┌─ LE TEXTE

Eglises d'Asie

Parmi un grand nombre d’autres responsables religieux et politiques, les évêques catholiques saluent la mémoire de l’intellectuel musulman Nurcholish Madjid, décédé à l’âge de 66 ans

Publié le 18/03/2010




“Au nom de tous les membres de la Conférence des évêques catholiques d’Indonésie et de tous les catholiques en Indonésie, nous exprimons notre profonde sympathie à feu le professeur Nurcholish Madjid.” C’est par ce message, envoyé à l’université musulmane Paramadina de Djakarta, que les évêques indonésiens ont joint leur voix aux très nombreux messages de condoléances issus du monde politique et religieux après la mort de Nurcholish Madjid, le 29 août dernier.

Nurcholish Madjid, mort à l’âge de 66 ans d’un cancer du foie, était un intellectuel musulman connu pour son engagement en faveur du pluralisme religieux, tout au long de ces trente dernières années, sur la scène intellectuelle et religieuse musulmane. Celui qui avait un temps enseigné l’islamologie à l’université jésuite Driyarkara de Djakarta avait co-fondé, il y a huit ans, l’université musulmane Paramadina, dont il était le recteur et où il enseignait la philosophie. “Nous avons perdu une personnalité nationale qui, jusqu’à son dernier souffle, s’est battu pour ‘l’unité dans la diversité’ dans notre nation (1). Il a défendu les valeurs morales, cherchant à promouvoir une nouvelle forme de civilité dans notre société, où la civilité est chaque jour battue en brèche pouvait-on lire dans le message de condoléances des évêques indonésiens.

└─
┌─ EXTRAIT DES DONNÉES

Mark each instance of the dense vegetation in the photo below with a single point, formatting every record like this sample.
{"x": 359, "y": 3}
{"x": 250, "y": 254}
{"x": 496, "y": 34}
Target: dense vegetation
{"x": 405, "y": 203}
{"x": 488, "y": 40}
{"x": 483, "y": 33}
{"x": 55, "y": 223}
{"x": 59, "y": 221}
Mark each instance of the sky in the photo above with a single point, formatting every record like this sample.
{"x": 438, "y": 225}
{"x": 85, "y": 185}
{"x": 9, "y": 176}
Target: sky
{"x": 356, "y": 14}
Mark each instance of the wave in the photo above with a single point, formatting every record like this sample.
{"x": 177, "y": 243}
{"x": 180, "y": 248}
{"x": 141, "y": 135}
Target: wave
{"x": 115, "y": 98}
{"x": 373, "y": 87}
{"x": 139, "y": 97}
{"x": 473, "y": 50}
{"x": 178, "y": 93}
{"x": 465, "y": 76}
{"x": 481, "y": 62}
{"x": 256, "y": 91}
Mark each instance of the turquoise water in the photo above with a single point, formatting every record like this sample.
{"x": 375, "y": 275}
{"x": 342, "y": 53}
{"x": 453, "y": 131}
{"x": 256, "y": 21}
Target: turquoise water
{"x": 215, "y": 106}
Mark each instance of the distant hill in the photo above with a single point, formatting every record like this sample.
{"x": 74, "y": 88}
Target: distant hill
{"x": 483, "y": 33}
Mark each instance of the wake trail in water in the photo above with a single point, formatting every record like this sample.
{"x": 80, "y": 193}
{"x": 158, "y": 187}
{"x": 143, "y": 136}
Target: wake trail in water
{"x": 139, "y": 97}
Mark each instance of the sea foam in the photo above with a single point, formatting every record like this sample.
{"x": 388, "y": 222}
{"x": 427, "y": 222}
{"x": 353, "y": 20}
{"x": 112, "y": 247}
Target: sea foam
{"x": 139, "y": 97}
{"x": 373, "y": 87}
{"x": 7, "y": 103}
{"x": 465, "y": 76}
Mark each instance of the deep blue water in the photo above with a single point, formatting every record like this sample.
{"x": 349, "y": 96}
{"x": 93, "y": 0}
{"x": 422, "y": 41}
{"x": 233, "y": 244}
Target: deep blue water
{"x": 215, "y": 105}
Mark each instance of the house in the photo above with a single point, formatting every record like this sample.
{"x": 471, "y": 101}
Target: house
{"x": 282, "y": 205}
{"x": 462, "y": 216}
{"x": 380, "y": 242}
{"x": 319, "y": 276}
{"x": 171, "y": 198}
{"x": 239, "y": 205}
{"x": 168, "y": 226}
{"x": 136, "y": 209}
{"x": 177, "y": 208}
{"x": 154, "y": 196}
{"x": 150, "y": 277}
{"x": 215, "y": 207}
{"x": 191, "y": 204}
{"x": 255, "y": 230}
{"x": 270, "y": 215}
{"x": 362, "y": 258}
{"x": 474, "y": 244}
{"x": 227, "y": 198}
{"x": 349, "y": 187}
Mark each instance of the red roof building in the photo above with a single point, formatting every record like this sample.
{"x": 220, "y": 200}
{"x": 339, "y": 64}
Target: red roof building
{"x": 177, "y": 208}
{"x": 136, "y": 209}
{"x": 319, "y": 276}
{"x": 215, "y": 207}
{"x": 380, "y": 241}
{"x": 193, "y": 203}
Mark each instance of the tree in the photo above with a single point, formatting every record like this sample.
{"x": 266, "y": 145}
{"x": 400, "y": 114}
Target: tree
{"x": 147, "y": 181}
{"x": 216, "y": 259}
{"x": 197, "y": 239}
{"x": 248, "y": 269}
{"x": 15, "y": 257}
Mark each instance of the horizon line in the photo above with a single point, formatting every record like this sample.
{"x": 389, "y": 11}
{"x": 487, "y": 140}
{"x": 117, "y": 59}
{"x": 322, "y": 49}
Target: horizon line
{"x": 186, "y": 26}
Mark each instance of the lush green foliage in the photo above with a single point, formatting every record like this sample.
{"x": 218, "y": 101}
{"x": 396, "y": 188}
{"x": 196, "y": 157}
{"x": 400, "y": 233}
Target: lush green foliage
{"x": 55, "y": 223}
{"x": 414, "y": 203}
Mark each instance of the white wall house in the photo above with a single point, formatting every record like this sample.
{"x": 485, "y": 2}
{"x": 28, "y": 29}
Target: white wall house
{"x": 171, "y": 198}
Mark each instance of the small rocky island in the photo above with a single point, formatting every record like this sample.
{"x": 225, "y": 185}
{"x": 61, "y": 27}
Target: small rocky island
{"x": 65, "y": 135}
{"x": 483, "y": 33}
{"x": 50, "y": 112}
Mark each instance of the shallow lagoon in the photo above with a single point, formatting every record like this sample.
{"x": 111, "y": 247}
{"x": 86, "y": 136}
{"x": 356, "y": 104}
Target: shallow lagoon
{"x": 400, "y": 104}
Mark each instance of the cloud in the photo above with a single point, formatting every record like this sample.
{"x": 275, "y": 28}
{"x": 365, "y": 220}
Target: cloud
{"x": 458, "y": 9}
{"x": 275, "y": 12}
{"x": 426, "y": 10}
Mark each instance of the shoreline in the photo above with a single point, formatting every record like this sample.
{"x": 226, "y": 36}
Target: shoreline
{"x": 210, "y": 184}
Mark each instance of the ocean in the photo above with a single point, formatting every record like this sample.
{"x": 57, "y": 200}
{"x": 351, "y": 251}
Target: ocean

└─

» **CONSIGNES**:
1. Dans l’article sur Nurcholish Madjid, relevez toutes les institutions nommées, en laissant de côté le titre du site en tête de page.
2. Réécrivez le passage de l’article sur Nurcholish Madjid qui va de "Eglises d'Asie" jusqu’à "29 août dernier.", en mettant "Jakarta" à la place de "Djakarta".
3. Poursuivez l’article sur la mort de Nurcholish Madjid à partir de l’endroit où il s’arrête.
Les enregistrements ne servent à rien ici.

» **RÉPONSES**:
1.
la Conférence des évêques catholiques d’Indonésie
l’université musulmane Paramadina (de Djakarta)
l’université jésuite Driyarkara (de Djakarta)

2.
Eglises d'Asie

Parmi un grand nombre d’autres responsables religieux et politiques, les évêques catholiques saluent la mémoire de l’intellectuel musulman Nurcholish Madjid, décédé à l’âge de 66 ans

Publié le 18/03/2010




“Au nom de tous les membres de la Conférence des évêques catholiques d’Indonésie et de tous les catholiques en Indonésie, nous exprimons notre profonde sympathie à feu le professeur Nurcholish Madjid.” C’est par ce message, envoyé à l’université musulmane Paramadina de Jakarta, que les évêques indonésiens ont joint leur voix aux très nombreux messages de condoléances issus du monde politique et religieux après la mort de Nurcholish Madjid, le 29 août dernier.

3.
Ailleurs dans le pays, les messages saluant la mémoire de Nurcholish Madjid ont été très nombreux, qu’ils émanent du président et du vice-président de la République ou des responsables des organisations musulmanes de masse, telles la Nahdlatul Ulama et la Muhammadiyah.

Selon le P. Franz Magnis-Suseno, professeur de philosophie à Driyarkara, “Nurcholish Madjid avait développé une théologie ‘inclusive’ du salut qui enseignait notamment que le salut pouvait exister en-dehors de l’islam”. A Paramadina, qui formait des élèves et des étudiants du secondaire aux classes universitaires, les non-musulmans se voyaient proposer des cours d’éducation religieuse conformément à leur appartenance religieuse, souligne le prêtre qui a bien connu le professeur défunt.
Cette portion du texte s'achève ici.